Repeat, please, exactly the lines from the one that has "point: shadow on" through the end of the records below, with pictures dropped.

··· Data supplied

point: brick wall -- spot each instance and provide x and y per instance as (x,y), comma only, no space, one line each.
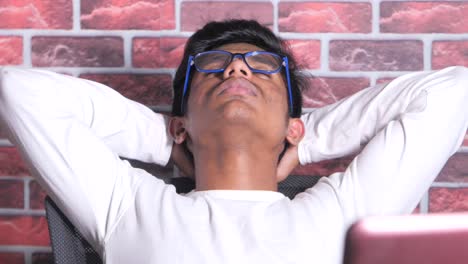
(135,45)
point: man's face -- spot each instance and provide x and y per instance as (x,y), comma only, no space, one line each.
(237,102)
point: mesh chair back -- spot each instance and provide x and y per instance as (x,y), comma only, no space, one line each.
(68,245)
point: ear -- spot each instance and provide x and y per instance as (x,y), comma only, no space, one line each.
(296,131)
(177,129)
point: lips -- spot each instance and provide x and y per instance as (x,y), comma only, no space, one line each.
(237,86)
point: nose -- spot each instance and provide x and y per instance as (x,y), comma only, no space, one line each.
(237,68)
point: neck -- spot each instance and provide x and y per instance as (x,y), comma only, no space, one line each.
(247,167)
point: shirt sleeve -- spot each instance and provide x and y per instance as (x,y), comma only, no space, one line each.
(412,126)
(72,131)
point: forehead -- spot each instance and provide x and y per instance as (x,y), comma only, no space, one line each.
(238,47)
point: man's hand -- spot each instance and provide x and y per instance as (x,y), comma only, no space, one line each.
(288,162)
(182,158)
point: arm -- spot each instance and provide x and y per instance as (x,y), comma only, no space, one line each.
(71,132)
(414,124)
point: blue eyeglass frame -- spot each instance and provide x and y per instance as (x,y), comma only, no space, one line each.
(191,63)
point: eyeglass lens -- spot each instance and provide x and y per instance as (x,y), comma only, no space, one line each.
(220,60)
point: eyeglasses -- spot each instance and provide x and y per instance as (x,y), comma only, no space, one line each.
(218,60)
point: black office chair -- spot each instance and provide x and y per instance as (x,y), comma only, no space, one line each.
(69,246)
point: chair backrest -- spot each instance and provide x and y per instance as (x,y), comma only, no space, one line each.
(291,186)
(69,246)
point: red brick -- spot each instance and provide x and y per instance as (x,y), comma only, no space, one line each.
(36,195)
(148,89)
(455,170)
(128,14)
(11,50)
(11,194)
(306,52)
(445,200)
(24,230)
(424,17)
(377,55)
(326,90)
(11,258)
(325,17)
(196,14)
(42,258)
(449,53)
(39,14)
(324,168)
(77,51)
(158,52)
(11,163)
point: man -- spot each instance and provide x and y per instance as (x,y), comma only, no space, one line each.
(236,126)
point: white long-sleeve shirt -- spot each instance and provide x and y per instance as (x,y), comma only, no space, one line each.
(72,131)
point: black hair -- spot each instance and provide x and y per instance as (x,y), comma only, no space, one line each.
(215,34)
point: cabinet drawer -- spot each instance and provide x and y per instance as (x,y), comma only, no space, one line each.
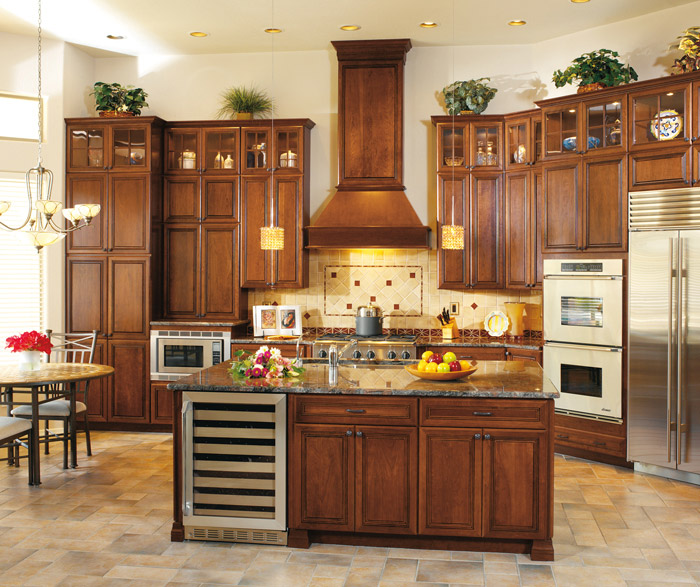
(331,409)
(604,443)
(470,413)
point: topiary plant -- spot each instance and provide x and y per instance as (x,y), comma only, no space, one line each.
(597,67)
(247,100)
(473,95)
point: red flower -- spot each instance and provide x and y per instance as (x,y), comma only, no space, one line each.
(29,341)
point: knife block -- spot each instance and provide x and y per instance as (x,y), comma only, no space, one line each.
(450,331)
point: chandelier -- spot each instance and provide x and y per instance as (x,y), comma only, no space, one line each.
(39,227)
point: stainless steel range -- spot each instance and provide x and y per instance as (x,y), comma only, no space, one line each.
(382,347)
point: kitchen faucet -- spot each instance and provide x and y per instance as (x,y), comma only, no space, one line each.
(334,354)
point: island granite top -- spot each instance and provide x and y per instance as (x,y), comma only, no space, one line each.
(493,379)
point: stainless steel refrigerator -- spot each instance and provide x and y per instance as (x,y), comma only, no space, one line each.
(664,333)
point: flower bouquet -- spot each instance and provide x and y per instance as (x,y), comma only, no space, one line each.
(267,363)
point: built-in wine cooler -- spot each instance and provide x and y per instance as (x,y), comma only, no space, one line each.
(234,464)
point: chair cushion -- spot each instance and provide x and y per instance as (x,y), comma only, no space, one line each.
(58,408)
(13,426)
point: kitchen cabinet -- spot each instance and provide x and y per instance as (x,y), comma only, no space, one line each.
(112,265)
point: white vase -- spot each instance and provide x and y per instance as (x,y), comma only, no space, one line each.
(29,360)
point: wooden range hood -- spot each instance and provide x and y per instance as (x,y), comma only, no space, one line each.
(370,208)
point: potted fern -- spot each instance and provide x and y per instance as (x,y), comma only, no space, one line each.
(595,70)
(116,100)
(470,97)
(244,103)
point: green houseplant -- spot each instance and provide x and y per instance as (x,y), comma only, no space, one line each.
(471,96)
(689,43)
(239,101)
(595,70)
(117,100)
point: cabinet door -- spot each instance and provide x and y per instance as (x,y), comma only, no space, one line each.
(129,386)
(605,203)
(129,213)
(387,479)
(86,147)
(88,188)
(86,294)
(290,264)
(515,483)
(254,203)
(219,199)
(219,272)
(449,501)
(452,198)
(322,478)
(161,404)
(486,232)
(181,199)
(129,297)
(519,239)
(181,264)
(561,184)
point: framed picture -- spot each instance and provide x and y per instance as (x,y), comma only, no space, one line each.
(269,320)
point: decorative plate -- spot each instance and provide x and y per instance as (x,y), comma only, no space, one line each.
(439,376)
(666,125)
(496,323)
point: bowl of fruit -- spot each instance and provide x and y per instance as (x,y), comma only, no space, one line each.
(437,367)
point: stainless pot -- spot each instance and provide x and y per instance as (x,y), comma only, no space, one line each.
(369,320)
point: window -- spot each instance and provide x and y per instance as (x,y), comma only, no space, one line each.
(21,270)
(18,117)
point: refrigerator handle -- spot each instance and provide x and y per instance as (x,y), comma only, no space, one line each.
(669,361)
(679,352)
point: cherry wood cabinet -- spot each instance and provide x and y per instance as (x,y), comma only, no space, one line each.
(112,266)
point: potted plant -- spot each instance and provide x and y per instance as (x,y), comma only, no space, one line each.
(595,70)
(472,96)
(244,103)
(689,43)
(117,100)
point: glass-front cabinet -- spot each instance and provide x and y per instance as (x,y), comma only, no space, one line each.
(110,148)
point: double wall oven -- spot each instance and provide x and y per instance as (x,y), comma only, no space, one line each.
(582,307)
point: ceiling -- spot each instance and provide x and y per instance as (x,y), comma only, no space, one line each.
(236,26)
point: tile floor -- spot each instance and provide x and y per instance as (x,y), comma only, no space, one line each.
(108,523)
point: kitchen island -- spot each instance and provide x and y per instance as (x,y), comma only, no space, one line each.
(378,457)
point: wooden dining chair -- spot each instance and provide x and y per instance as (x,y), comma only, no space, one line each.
(68,347)
(12,432)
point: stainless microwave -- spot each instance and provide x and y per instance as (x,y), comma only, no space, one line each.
(186,352)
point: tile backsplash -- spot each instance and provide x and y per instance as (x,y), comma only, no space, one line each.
(402,283)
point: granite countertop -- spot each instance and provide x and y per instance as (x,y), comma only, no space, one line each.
(493,379)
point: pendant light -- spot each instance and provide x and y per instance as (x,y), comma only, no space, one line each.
(39,227)
(272,236)
(452,235)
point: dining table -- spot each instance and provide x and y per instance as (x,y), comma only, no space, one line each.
(50,381)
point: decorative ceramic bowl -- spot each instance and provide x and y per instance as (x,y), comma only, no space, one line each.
(451,376)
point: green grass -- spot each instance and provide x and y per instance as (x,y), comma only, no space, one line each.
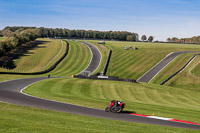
(2,38)
(42,57)
(173,67)
(133,64)
(17,119)
(140,98)
(104,52)
(76,61)
(189,78)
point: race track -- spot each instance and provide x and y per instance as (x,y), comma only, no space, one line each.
(11,92)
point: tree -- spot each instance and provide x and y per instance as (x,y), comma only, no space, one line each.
(169,39)
(130,38)
(144,38)
(150,39)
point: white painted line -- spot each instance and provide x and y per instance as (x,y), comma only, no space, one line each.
(160,118)
(155,65)
(21,91)
(92,57)
(55,56)
(188,64)
(162,69)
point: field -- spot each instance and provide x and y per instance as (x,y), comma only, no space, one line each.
(178,99)
(134,63)
(40,57)
(140,98)
(77,60)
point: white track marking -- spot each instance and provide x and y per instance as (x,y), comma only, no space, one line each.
(155,66)
(92,57)
(160,118)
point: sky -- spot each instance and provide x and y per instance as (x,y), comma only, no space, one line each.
(158,18)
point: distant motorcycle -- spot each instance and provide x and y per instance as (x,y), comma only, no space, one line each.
(115,106)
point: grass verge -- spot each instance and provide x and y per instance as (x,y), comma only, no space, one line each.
(17,119)
(140,98)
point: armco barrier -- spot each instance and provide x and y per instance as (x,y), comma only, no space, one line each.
(178,70)
(115,78)
(107,62)
(45,71)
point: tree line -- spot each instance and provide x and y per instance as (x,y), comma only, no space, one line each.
(144,38)
(17,38)
(195,39)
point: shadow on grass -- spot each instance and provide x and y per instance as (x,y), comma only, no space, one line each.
(7,61)
(128,112)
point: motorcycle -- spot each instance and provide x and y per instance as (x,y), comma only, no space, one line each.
(115,106)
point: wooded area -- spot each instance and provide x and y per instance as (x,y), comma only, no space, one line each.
(195,39)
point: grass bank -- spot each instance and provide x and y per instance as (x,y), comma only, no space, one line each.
(17,119)
(40,57)
(140,98)
(134,63)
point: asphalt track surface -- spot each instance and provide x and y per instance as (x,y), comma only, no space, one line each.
(149,75)
(11,92)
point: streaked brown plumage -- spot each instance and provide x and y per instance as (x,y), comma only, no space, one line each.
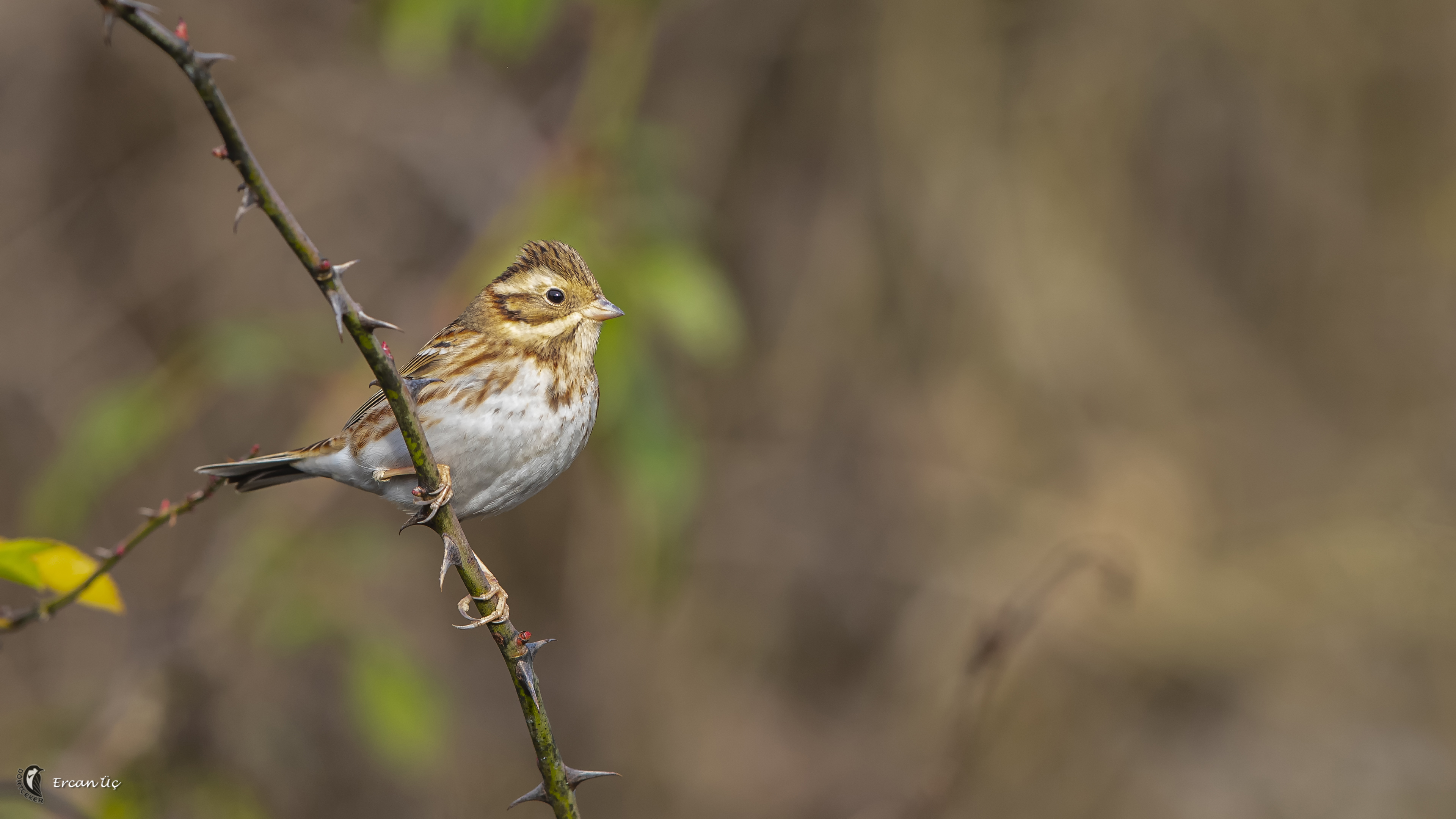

······

**Response to this task**
point: shadow on grass -- spot each instance and provide x and y per instance as (x,y), comma only, no space, one line each.
(7,61)
(128,112)
point: motorcycle -- spot each instance and provide x and y per instance as (x,y), comma only, no space, one line each.
(115,106)
point: wooded area -- spot each instance and provide x and y per instance as (x,y), comma only, no space, one line each.
(195,39)
point: grass bank -- spot each instance and provide x and y per instance as (x,y), comma only, no space, one line each.
(17,119)
(40,57)
(140,98)
(134,63)
point: asphalt track surface -- spot each instance and provide x and y per instance as (x,y), comma only, no space, one line each.
(149,75)
(11,92)
point: streaked brown plumage -- spot each instance and provide x and y per instance as (x,y), comma only, no space, one line each.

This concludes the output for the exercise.